→ **Document excerpt**:
######

AN IMAGE IS WORTH 16X16 WORDS: TRANSFORMERS FOR IMAGE RECOGNITION AT SCALE

Abstract and Introduction

While Transformers have revolutionized Natural Language Processing (NLP), their application in computer vision has largely been limited to augmenting or replacing components within convolutional networks. In this work, we challenge this reliance on CNNs by demonstrating that a pure Transformer, applied directly to sequences of image patches, can achieve excellent performance on image classification tasks. Our Vision Transformer (ViT) model, when pre-trained on large datasets and then transferred to various mid-sized or small image recognition benchmarks (such as ImageNet, CIFAR-100, and VTAB), consistently matches or surpasses state-of-the-art convolutional networks. Crucially, ViT achieves these results while demanding substantially fewer computational resources for training. This success highlights that large-scale training can overcome the inductive biases inherent in CNNs, paving the way for a new paradigm in computer vision.

Vision Transformer Method

Our Vision Transformer (ViT) architecture closely follows the original Transformer design, enabling us to leverage scalable NLP Transformer implementations. To process 2D images, we first reshape an image $\mathbf{x} \in \mathbb{R}^{H \times W \times C}$ into a sequence of flattened 2D patches $\mathbf{x}_p \in \mathbb{R}^{N \times (P^2 \cdot C)}$, where $(H,W)$ is the image resolution, $C$ is the number of channels, $(P,P)$ is the patch resolution, and $N = HW/P^2$ is the number of patches. These patches are then linearly projected to a constant latent vector size $D$, forming patch embeddings.

Similar to BERT's [class] token, we prepend a learnable classification embedding to this sequence. Position embeddings are added to the patch embeddings to preserve spatial information. The resulting sequence is fed into a standard Transformer encoder, which consists of alternating layers of multiheaded self-attention (MSA) and MLP blocks. Layernorm (LN) is applied before each block, followed by residual connections. The MLP contains two layers with a GELU non-linearity. The final state of the classification token at the Transformer encoder's output serves as the image representation for classification.

######

→ **Extracted information**:

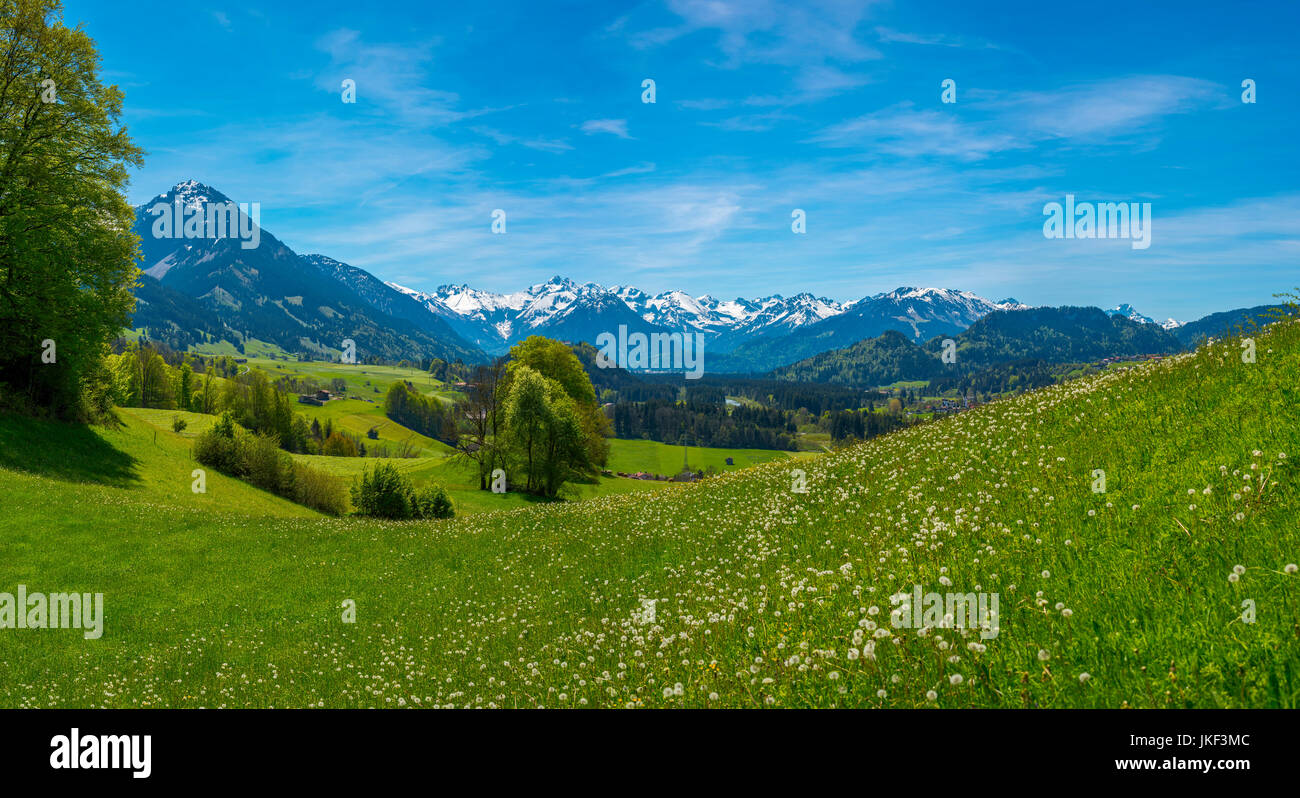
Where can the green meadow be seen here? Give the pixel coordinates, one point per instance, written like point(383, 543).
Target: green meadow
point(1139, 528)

######

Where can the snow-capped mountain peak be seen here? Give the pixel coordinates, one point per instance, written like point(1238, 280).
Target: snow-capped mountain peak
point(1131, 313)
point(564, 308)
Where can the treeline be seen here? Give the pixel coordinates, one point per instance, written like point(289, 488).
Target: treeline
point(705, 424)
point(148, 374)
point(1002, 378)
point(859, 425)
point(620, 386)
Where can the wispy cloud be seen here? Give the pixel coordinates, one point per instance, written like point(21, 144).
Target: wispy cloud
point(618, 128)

######

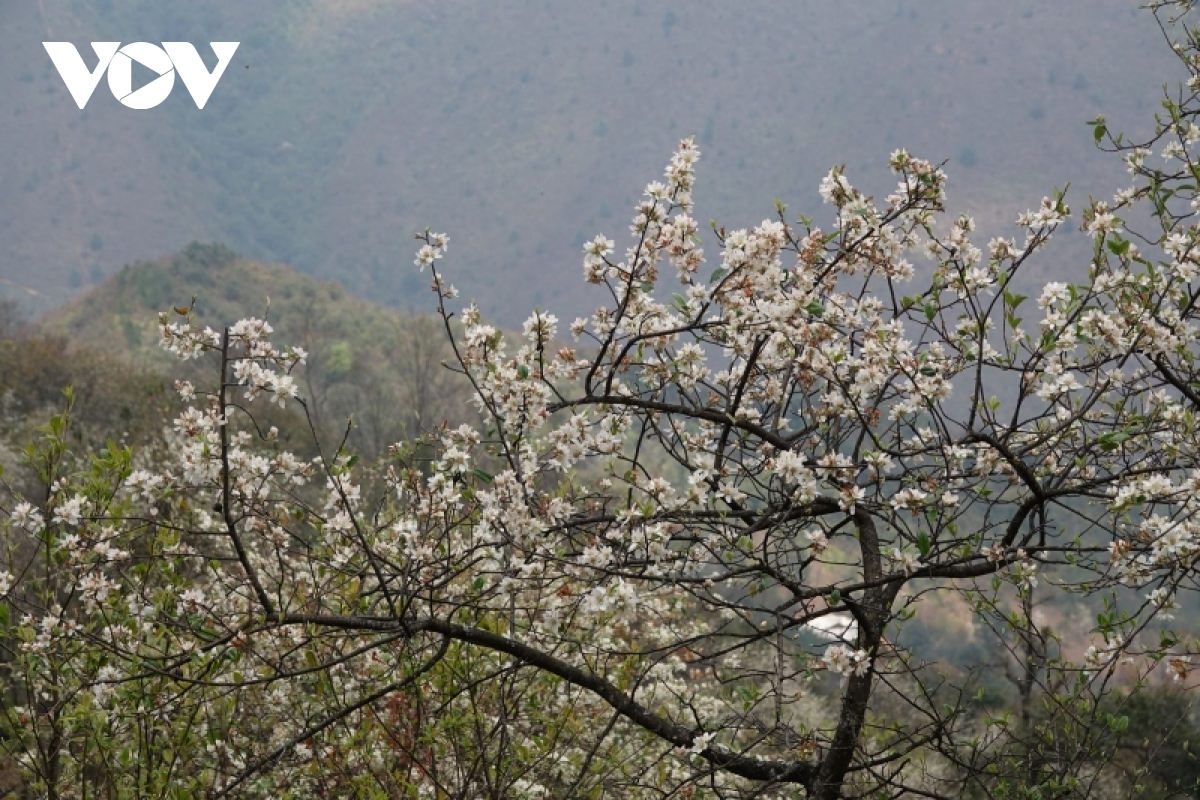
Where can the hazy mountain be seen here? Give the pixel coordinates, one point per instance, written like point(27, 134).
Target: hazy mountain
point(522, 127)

######

→ **Exercise tasks**:
**a.** Do these statements agree with the Vision Transformer excerpt? (i) ViT needs substantially more computational resources for training than convolutional networks. (ii) Layernorm is applied before each block. (iii) The MLP contains three layers. Answer yes or no for each, and quote the deciding words from the excerpt.
**b.** Name every image recognition benchmark the Vision Transformer excerpt mentions.
**c.** Render this sentence from the Vision Transformer excerpt in Spanish: "Position embeddings are added to the patch embeddings to preserve spatial information."

→ **Solution set**:
**a.**
(i) No: "ViT achieves these results while demanding substantially fewer computational resources for training."
(ii) Yes: "Layernorm (LN) is applied before each block, followed by residual connections."
(iii) No: "The MLP contains two layers with a GELU non-linearity."

**b.** ImageNet, CIFAR-100, VTAB

**c.** Las incrustaciones de posición se añaden a las incrustaciones de parches para conservar la información espacial.